Supplied passage:
The Egyptian pound has hit an unprecedented low of 6.6 percent since the currency’s devaluation in October last year, APA can report on Wednesday.
The new drop was recorded on Wednesday as Egypt scramble for solutions to deal with the worst foreign-exchange crisis since 2018.
The currency slump reached over 26.5 per dollar in the offshore market although the value of the pound appears stronger than what obtains in the alternative black market.
There have been frantic moves by Egypt’s largest banks to offset this overstretched inflation by introducing one-year certificates of deposit pegged at 25 percent in interest rate.
This was done to encourage a saturation of the dollars and arrest the pound’s free fall.
Officials say the loss in value of the Egyptian currency stems from rate inconsistencies in official and parallel markets, which has adversely affected liquidity in foreign exchange.

Information shown:
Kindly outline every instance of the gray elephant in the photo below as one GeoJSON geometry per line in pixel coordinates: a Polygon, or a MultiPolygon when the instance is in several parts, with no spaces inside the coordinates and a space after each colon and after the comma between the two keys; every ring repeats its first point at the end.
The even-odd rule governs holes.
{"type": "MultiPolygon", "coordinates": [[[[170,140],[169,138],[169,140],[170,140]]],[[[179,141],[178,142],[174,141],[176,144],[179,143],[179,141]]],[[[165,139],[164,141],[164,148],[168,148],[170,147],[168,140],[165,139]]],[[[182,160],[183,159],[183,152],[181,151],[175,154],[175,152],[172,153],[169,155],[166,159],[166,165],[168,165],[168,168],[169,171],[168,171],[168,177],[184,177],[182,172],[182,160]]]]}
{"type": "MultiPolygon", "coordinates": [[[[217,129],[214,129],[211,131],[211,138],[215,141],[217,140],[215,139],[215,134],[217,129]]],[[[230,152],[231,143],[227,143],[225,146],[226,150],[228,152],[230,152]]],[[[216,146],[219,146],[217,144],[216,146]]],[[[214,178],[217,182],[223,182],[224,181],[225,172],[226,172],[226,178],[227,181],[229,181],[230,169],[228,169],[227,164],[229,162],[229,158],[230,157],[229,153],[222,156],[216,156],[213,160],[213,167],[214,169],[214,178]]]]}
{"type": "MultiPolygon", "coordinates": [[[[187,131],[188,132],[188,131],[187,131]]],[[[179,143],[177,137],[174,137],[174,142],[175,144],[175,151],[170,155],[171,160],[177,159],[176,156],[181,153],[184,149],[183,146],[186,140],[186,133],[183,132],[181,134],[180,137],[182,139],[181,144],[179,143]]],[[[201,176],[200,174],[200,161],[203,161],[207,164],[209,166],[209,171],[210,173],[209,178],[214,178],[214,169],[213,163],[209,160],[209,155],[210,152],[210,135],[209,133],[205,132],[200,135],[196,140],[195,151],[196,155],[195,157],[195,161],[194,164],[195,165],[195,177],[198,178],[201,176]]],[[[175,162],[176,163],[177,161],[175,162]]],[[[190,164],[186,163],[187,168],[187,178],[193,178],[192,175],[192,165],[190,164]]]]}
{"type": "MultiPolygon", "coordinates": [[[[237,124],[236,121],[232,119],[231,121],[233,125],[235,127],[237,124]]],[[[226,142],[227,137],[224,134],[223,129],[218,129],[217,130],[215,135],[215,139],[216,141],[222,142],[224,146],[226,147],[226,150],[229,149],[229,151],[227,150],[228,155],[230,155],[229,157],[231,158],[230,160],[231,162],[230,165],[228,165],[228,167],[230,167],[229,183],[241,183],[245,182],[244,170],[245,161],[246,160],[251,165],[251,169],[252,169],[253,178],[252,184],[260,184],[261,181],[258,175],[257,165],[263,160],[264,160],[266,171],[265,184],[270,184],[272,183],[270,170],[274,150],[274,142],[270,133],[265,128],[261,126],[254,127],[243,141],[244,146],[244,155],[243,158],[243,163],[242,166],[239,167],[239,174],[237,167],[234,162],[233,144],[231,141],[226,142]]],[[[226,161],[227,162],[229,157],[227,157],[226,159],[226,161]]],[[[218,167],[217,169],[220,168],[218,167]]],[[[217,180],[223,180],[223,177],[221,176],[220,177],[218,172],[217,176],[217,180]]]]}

Using the information:
**A.** In the report on the Egyptian pound, what interest rate did Egypt's largest banks attach to their one-year certificates of deposit?
**B.** Continue the article on the Egyptian pound's slide from the point where it stops.
None of the data above is needed for this work.

Answer list:
**A.** 25 percent.

**B.**
The international Monetary Fund late last year intervened with a $3 billion loan to help cushion Egypt’s currency devaluation as part its flexible foreign exchange policy.
Egypt’s economy has been struggling in the aftermath of the coronavirus pandemic exacerbated by the consequences of Russia’s war with Ukraine.
The country is a net exporter of wheat importers from those countries.
The currency slumped by 15 percent in early October last year and dropped a further 4.4 percent by the end of that same month.